**GOAL:**
Express every line of the records below as a JSON list of strings, one string per line, leaving out blank lines.

★ ★ ★ ★ ★ ★ ★

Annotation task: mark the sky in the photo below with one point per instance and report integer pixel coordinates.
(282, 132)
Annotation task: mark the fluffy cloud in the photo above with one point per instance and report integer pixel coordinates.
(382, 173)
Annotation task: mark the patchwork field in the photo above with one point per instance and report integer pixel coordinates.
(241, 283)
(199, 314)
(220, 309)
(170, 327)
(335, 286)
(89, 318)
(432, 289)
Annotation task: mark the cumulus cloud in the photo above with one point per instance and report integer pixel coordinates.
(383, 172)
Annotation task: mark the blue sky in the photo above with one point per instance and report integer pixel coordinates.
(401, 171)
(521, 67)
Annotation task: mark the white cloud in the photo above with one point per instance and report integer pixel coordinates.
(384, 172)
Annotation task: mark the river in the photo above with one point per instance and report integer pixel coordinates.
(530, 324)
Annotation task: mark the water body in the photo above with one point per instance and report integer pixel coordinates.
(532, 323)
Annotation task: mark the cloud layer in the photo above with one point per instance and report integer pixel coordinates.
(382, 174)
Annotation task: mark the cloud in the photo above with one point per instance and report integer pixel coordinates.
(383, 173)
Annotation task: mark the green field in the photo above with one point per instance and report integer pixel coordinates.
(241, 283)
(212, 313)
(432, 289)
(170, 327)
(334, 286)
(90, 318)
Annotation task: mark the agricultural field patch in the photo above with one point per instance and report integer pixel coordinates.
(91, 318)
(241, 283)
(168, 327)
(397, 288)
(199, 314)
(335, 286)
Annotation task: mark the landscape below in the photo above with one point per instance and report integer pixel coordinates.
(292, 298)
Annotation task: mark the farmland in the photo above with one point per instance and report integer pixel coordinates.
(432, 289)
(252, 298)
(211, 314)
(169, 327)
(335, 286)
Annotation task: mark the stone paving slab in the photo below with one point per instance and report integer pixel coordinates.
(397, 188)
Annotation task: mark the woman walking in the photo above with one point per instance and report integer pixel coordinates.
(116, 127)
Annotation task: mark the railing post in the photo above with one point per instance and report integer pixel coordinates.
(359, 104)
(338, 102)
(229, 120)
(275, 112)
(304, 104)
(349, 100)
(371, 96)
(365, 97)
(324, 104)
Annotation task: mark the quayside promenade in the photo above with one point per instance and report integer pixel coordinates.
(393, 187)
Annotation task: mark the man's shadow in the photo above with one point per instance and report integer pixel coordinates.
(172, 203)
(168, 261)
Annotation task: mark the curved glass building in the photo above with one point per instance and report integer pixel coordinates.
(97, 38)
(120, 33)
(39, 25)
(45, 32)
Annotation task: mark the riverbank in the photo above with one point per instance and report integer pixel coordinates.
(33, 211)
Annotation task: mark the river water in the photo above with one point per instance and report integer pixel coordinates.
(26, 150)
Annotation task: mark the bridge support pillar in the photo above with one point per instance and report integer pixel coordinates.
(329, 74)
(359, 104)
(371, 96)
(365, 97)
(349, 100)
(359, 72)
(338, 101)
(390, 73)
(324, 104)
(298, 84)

★ ★ ★ ★ ★ ★ ★

**WRITTEN SOLUTION:**
[
  "Annotation task: mark the sky in the photo below with one point per instance and report integer pixel coordinates.",
  "(282, 132)",
  "Annotation task: mark the fluffy cloud in the photo above with one point per instance and report integer pixel coordinates.",
  "(382, 173)",
  "Annotation task: mark the patchwork field in the photo above with one point per instance and report integer pixel coordinates.",
  "(241, 283)",
  "(199, 314)",
  "(220, 309)",
  "(170, 327)",
  "(335, 286)",
  "(89, 318)",
  "(432, 289)",
  "Annotation task: mark the cumulus cloud in the photo above with one point per instance and report integer pixel coordinates.",
  "(383, 172)",
  "Annotation task: mark the blue sky in the photo above with one point per instance and report integer pixel coordinates.",
  "(401, 171)",
  "(521, 67)",
  "Annotation task: mark the white cloud in the photo above with one point per instance and report integer pixel coordinates.",
  "(384, 172)",
  "Annotation task: mark the river in the photo above with one point per instance and report integer pixel coordinates.",
  "(530, 324)",
  "Annotation task: mark the water body in the photo above with one point per instance and report integer pixel coordinates.",
  "(532, 323)",
  "Annotation task: mark the cloud layer in the photo above with one point per instance and report integer pixel coordinates.",
  "(382, 174)",
  "Annotation task: mark the cloud in the photo above with one point per instance and report integer pixel coordinates.",
  "(383, 173)",
  "Annotation task: mark the green field in the photo above with one point per instance and report integer pixel coordinates.",
  "(241, 283)",
  "(212, 313)",
  "(432, 289)",
  "(170, 327)",
  "(334, 286)",
  "(90, 318)",
  "Annotation task: mark the agricultural field patch in the photo above with one point per instance and report integer pixel coordinates.",
  "(91, 318)",
  "(241, 283)",
  "(168, 327)",
  "(397, 288)",
  "(199, 314)",
  "(335, 286)",
  "Annotation task: mark the landscape below in the photo above with one point per instance and report integer pixel coordinates.",
  "(292, 298)",
  "Annotation task: mark the farmland in the photo above with one point per instance and report integer pixel coordinates.",
  "(432, 289)",
  "(252, 298)",
  "(211, 314)",
  "(169, 327)",
  "(335, 286)",
  "Annotation task: mark the stone paving slab in the photo below with one point per instance and report integer pixel coordinates.",
  "(397, 188)",
  "Annotation task: mark the woman walking in the photo above with one point per instance and report integer pixel coordinates.",
  "(116, 127)",
  "Annotation task: mark the railing post in the photo above with one point per instance and report integer pixel coordinates.",
  "(359, 104)",
  "(338, 102)",
  "(229, 120)",
  "(275, 112)",
  "(304, 104)",
  "(349, 100)",
  "(371, 96)",
  "(365, 97)",
  "(324, 104)",
  "Annotation task: mark the quayside promenade in the photo above with one point per instance and report integer pixel coordinates.",
  "(393, 187)",
  "Annotation task: mark the man's shadow in the photo above with one point per instance and report integer pixel coordinates.",
  "(172, 203)",
  "(168, 261)",
  "Annotation task: mark the curved glass building in the photo above with one point per instance and report integer pixel coordinates.",
  "(97, 38)",
  "(120, 33)",
  "(39, 25)",
  "(45, 32)",
  "Annotation task: mark the riverbank in the photo above with one point per instance and report integer pixel coordinates.",
  "(33, 211)",
  "Annotation task: mark the river water in the photo above with one point per instance and report integer pixel coordinates.",
  "(26, 150)",
  "Annotation task: mark the bridge support pillar in the photo above with one point per instance and report integer pixel coordinates.",
  "(329, 74)",
  "(359, 104)",
  "(371, 96)",
  "(365, 97)",
  "(349, 100)",
  "(359, 72)",
  "(338, 101)",
  "(390, 73)",
  "(324, 104)",
  "(298, 84)"
]